WHAT TO WORK ON |
Retype each entry below, keeping every character the same.

EXERCISE MATERIALS |
========================================================================

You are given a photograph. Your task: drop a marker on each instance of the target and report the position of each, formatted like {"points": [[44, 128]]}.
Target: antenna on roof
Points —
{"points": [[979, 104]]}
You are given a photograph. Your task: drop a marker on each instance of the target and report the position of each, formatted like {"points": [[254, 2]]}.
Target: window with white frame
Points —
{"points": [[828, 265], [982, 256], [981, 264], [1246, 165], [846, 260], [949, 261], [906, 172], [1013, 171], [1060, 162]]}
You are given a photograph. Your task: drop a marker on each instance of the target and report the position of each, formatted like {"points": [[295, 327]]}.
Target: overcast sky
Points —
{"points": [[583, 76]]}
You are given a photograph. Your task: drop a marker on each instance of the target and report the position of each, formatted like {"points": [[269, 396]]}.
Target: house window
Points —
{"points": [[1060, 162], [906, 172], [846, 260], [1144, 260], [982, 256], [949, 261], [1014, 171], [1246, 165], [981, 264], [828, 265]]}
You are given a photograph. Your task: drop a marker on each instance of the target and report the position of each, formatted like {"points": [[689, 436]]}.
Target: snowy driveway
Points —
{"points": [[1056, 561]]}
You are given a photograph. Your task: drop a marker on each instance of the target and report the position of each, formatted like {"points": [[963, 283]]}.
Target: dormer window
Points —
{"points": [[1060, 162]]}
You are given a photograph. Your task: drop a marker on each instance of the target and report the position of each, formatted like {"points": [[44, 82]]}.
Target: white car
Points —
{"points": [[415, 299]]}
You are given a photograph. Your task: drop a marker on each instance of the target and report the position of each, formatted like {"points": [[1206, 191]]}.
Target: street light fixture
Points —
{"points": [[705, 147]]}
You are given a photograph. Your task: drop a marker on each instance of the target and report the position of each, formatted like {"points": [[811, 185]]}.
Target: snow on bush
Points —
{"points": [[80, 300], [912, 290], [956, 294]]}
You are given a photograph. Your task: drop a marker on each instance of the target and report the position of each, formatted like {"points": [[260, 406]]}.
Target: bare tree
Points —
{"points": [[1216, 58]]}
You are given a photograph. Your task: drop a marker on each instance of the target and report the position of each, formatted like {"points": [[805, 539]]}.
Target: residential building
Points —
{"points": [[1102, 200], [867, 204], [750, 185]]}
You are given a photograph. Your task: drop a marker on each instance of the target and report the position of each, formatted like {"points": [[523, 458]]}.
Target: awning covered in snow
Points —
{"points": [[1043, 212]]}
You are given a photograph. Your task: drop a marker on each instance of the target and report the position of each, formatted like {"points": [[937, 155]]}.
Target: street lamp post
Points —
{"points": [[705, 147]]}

========================================================================

FINAL RESULT |
You are given a photograph. Your task: drop a marker on each instance of the target and report the position of each, formatted like {"points": [[44, 128]]}.
Target: antenna on roof
Points —
{"points": [[979, 104]]}
You are given a photograph. Your task: drop a marker on each instance of the target and report the position of each, formatted like {"points": [[254, 2]]}.
Target: window with white frame
Points —
{"points": [[828, 265], [982, 256], [981, 264], [1246, 165], [846, 260], [949, 261], [906, 172], [1013, 171], [1060, 162]]}
You are given a photograph. Your task: drop a marker on each instance of the target and report the position of each, formatted like {"points": [[295, 327]]}.
Target: overcast sky
Points —
{"points": [[583, 76]]}
You are given a photograph. Your task: drop a marker on each instance of the target and report the position of each, formatted like {"points": [[269, 396]]}.
Target: house window
Points —
{"points": [[1060, 162], [906, 172], [846, 260], [1144, 260], [982, 256], [949, 261], [1014, 171], [1246, 165], [981, 264], [828, 265]]}
You are given a photograph. Your task: drop a marker on each instance of the target and report the position of each, formatted like {"points": [[689, 436]]}.
Target: snowy driveway
Points —
{"points": [[1056, 561]]}
You are given a photograph. Your task: drop a marker on each instance of the target and report the position of each, formatted like {"points": [[963, 283]]}.
Target: dormer window
Points —
{"points": [[1060, 162]]}
You are given a photograph. Your task: drop a marker on each instance of the target and report the position of each, formatted like {"points": [[44, 82]]}.
Target: white car
Points —
{"points": [[415, 299]]}
You are given a photograph. Your task: drop a marker on each instance of the target and report the position of each, formatted like {"points": [[1206, 191]]}.
Target: street light fixture
Points —
{"points": [[705, 147]]}
You are given a photograph. Your task: drop a marker on each instance of the target and report the position of each, formatted like {"points": [[811, 185]]}.
Target: snow on bush
Points —
{"points": [[80, 300], [912, 290], [956, 294]]}
You are given a photograph. Your task: drop a marker on each instance of the target and report the position of each, formatted like {"points": [[260, 406]]}.
Target: bare tree
Points —
{"points": [[1216, 58]]}
You are given a photograph. Your task: drop a marker on each instance of the target and report the position of each, formatted like {"points": [[805, 539]]}.
Target: residential building
Points —
{"points": [[1102, 200], [867, 204], [750, 185]]}
You are given a photograph. Your task: drop a marker on each instance of the target and report the position of each, formatted like {"points": [[523, 458]]}.
Target: awning covered in snow
Points —
{"points": [[1043, 212]]}
You are given a photograph. Your task: drop a marker on each instance of the target and report the position of each, formatted like {"points": [[937, 155]]}.
Target: street lamp post
Points —
{"points": [[705, 147]]}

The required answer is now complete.